▶ Data supplied
━━━━━━━━━━━━━━━━━━━━━━━━━━━━━━
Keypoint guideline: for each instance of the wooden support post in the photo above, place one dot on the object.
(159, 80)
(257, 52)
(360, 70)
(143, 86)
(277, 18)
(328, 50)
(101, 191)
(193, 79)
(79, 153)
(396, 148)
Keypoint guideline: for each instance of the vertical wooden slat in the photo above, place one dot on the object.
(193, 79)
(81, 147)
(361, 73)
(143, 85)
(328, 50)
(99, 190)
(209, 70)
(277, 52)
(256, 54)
━━━━━━━━━━━━━━━━━━━━━━━━━━━━━━
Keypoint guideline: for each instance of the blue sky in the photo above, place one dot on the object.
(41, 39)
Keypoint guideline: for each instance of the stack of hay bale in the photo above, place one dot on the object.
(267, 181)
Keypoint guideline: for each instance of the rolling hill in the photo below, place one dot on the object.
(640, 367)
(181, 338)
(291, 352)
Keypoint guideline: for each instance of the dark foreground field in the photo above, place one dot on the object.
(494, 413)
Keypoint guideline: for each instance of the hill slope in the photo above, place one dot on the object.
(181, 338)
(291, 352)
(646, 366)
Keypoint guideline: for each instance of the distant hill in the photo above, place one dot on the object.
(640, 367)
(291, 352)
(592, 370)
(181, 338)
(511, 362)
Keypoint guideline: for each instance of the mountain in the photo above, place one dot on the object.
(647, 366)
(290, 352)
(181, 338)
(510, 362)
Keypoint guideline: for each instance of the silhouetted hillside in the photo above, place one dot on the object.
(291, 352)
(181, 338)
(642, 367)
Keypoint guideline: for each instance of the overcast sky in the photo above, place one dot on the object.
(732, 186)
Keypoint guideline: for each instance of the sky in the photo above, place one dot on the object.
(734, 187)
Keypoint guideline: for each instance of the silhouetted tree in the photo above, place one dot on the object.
━━━━━━━━━━━━━━━━━━━━━━━━━━━━━━
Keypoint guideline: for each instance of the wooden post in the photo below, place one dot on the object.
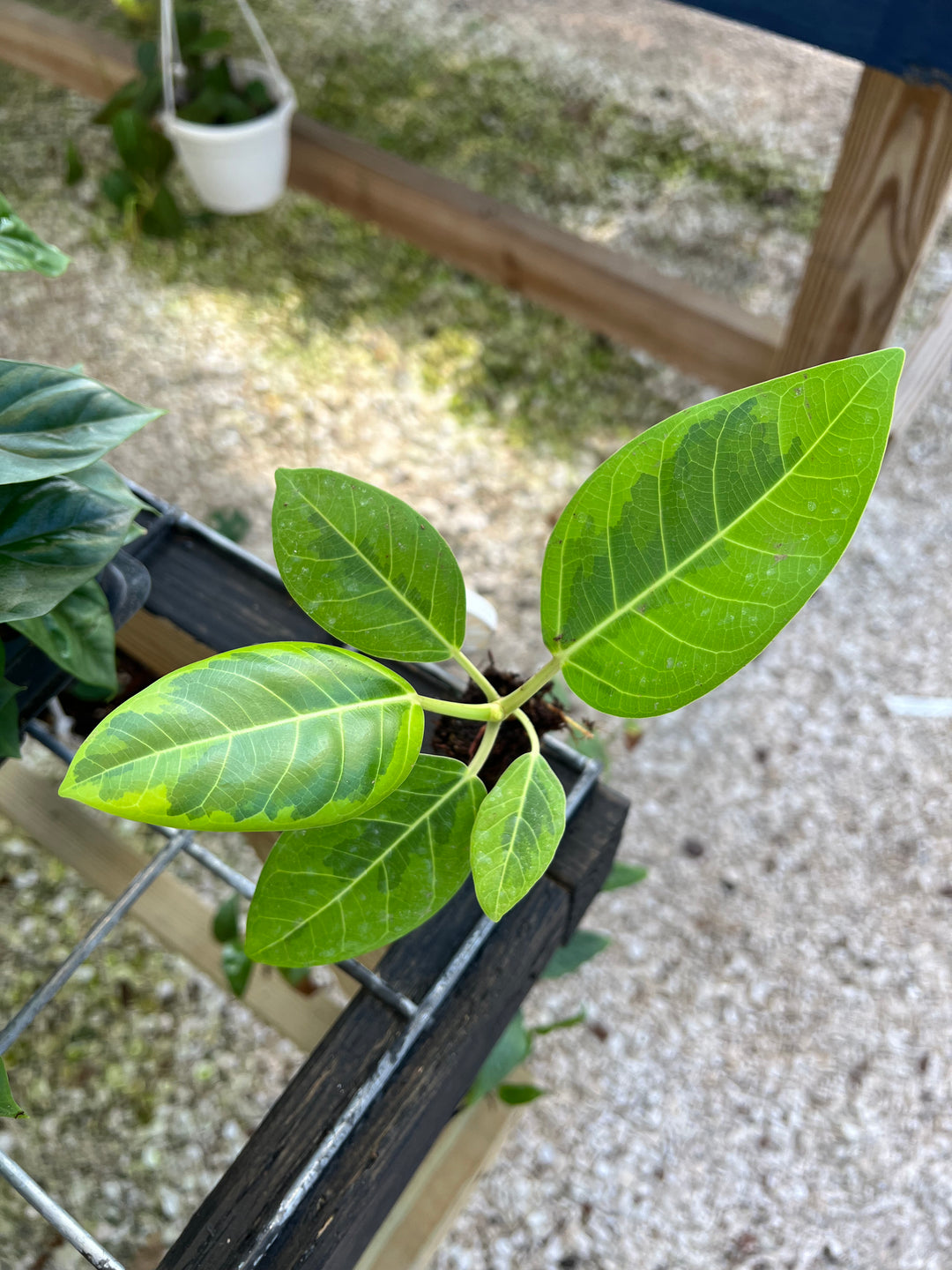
━━━━━━━━━━━━━━━━━━━━━━━━━━━━━━
▶ What to work on
Please report how many lines in the data above contain the string "below", matching case exactly, and give only that number.

▶ Reply to the task
2